### Assignment
Extend the essay on Near-Term Extinction from its final words.

+++ Document section +++

Having ended
my review
of Vitruvius with a link to Guy McPherson’s Climate-change
summary and update, where he explains his Near-Term Extinction (NTE) idea,
it seems worthwhile to explore the matter more fully lest my readers conclude
that I’m endorsing this particular brand of doomerism. For those who learned about NTE and now find
themselves filled with any sort of strong emotional reaction, read this.
Feel better?
I’m not
going to discuss the merits of one case against the other, as I don’t have the
time, inclination, or expertise to follow up on all the claims and references. I
don’t know if McPherson is right or wrong or partially both right and wrong. In
fact, despite inflammatory rhetoric and cherry-picked and debatable ‘facts’ on
both sides, nobody knows the fate of
the world for the next week, much less the next few decades. I rather hope he’s
completely wrong, but the scenarios he lays out seem at least somewhat plausible.
Instead of assessing whether or not we should believe in NTE, I want explore how
it can be a useful idea irrespective of whether or not it’s true, how just
considering it improves your humanity, and how people come to consider ideas
dangerous.
Our present
society seems obsessed with knowing only one story, or rather, determining the
One True Story, which, as John Michael Greer points out in one of his early
blog posts, is a deadly mistake. There may well be some sort of absolute
truth to things, but we’ll never know it with any kind of absolute certainty.
Science doesn’t work that way, but proceeds by induction, with each new
measurement having the potential to reverse long established principles. As a
consequence, science can never be completed. The data can never be fully collected;
experiments are never finished and scientific knowledge never finally settled.
Having only one hypothesis invites confirmation bias. Commitment to only one
possible future leaves you vulnerable to the near certainty that you’ll get the
future you don’t expect.
Human
extinction as an abstract concept is easy enough; all species, as far as we
know, go extinct. But it’s different to imagine witnessing the extinction and
being part of it. Apocalypse stories are as old as history, likely because our
species has lived through a few major global catastrophes, such as post-ice-age
flooding with rising sea levels and some serious volcanic eruptions, but we did
survive and there are always survivors in our narratives. Even in the event of
all-out nuclear war or a comet impact we imagine people living as long as
necessary in underground bunkers. NTE adds a new story, one where not only do
we have complete die-off, but it happens in our lifetime, and it’s our fault.
John Michael
Greer dismisses NTE (as he must to fit his own
story)
as another example of apocalyptic narrative like every other failed prediction
before it. As he sees it, NTE is an excuse to give up and do nothing, mocking
McPherson as peddling “dispairoin” in contrast to McPherson’s detraction of his
critics’ “hopium” peddling. As much as Greer’s ideas have and continue to
influence my own, far more than McPherson ever could, it seems disingenuous to
take the possibility of NTE off the table. The failure of apocalyptic fantasies
to manifest does not preclude their possibilities, though they may remain next
to nil. Greer seems committed to assuming all ideas reduce to their underlying
narratives, which is of course true, but the question remains if the narratives
accurately describe reality or not. The answer to that question can only be
ascertained after the fact, and by then we will have deluded ourselves into
thinking that the narratives were obvious, or else (as Nassim Taleb points out)

+++ Recorded information +++

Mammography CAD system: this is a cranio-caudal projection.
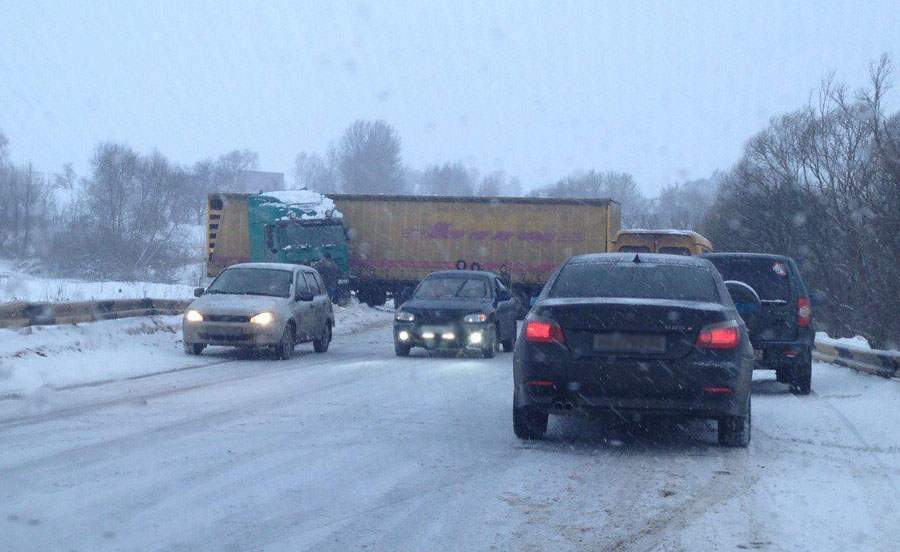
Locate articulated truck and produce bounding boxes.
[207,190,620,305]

+++
+++ Recorded information +++

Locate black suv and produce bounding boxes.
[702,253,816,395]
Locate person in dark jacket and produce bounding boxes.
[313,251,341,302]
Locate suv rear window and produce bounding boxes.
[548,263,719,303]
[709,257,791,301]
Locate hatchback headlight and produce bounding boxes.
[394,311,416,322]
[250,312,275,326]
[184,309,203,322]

+++
+++ Recorded information +++

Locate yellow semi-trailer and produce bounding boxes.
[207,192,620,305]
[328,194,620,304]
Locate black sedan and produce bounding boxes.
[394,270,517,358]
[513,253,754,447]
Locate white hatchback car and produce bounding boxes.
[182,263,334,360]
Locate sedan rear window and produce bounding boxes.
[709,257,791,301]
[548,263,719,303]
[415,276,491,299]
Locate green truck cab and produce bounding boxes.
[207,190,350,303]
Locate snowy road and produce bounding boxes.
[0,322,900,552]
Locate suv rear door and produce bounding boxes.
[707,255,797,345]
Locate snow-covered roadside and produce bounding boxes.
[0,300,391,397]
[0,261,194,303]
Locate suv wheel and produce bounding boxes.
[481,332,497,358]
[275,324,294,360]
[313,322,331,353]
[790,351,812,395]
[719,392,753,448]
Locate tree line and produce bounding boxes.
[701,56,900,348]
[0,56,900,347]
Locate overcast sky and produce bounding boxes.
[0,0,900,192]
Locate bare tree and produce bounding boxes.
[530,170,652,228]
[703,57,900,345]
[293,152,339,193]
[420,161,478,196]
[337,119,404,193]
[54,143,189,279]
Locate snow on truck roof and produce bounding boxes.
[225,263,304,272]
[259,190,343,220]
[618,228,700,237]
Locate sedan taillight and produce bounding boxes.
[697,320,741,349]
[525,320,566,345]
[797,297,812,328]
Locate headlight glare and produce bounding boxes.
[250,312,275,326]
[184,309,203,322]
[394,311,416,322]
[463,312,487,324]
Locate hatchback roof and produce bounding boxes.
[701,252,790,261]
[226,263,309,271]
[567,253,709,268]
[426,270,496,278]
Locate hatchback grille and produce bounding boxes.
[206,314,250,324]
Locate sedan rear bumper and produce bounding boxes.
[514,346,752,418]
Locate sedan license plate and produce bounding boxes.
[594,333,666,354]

+++

### Output
will have constructed new stories so that we can think that they were obvious.
Yet, if NTE is true, then no one will be left to speculate about it.
Memento mori,
Latin for “remember death”, was a phrase whispered in the ear of a conquering
Roman general to remind him that for all his present glory, he too will die,
and thus should retain some measure of humility. And so must we all. The
importance of the contemplation of our mortality is currently quite unpopular
in modern industrial societies. The delusion of immortality, once recognized as
a common youthful mistake, now feeds the imaginations of wishful technologists
who dream of robot bodies housing their uploaded minds in a synthetic utopia,
ironically unaware that their fantasies differ in no appreciable way from the fundamentalist
Christian rapture or the salvation of humanity by beneficent aliens. Those
technologists with less implausible dreams than an immanent super-AI that
solves all our problems are working on things like treating aging as a disease,
or nanotech that repairs our cells like so many miniature surgeons. These
approaches make quite a few spurious assumptions, like using machine metaphors
for organisms, or thinking robots small enough to pass through cell membranes
can’t possibly do something unexpectedly harmful. Besides, the ability to
imagine something does not mean that it exists, or can exist, or should exist.
Even if the technology to accomplish these feats were not about to become
economically infeasible in short order, or if they could be free of the unforeseen,
and often horrific, consequences that accompany almost all of our technological
“advances”, there is no reason at all to think that an end to death would be a
desirable state of affairs.
Death gives
life meaning, and without it we would cease to be human. The problems resulting
from overpopulation are already scheduled to result in huge complications and
likely mass die-off. Evolution proceeds by the death of older generations
freeing up resources for the younger ones; science (and culture generally)
proceeds in the same way. As Max
Plank said, “A new scientific truth does not triumph by convincing its
opponents and making them see the light, but rather because its opponents
eventually die, and a new generation grows up that is familiar with it.” The
end of death, even were it possible, would mean the end of meaningful life and the
end of any sense of progress, however dubious that concept may be. Thus, those
who seek physical immortality are profoundly anti-human, and anti-life. “Afterlife”
and “after-death” are, after all, semantically identical; life and death are
sides of a coin. To oppose one is to oppose the other.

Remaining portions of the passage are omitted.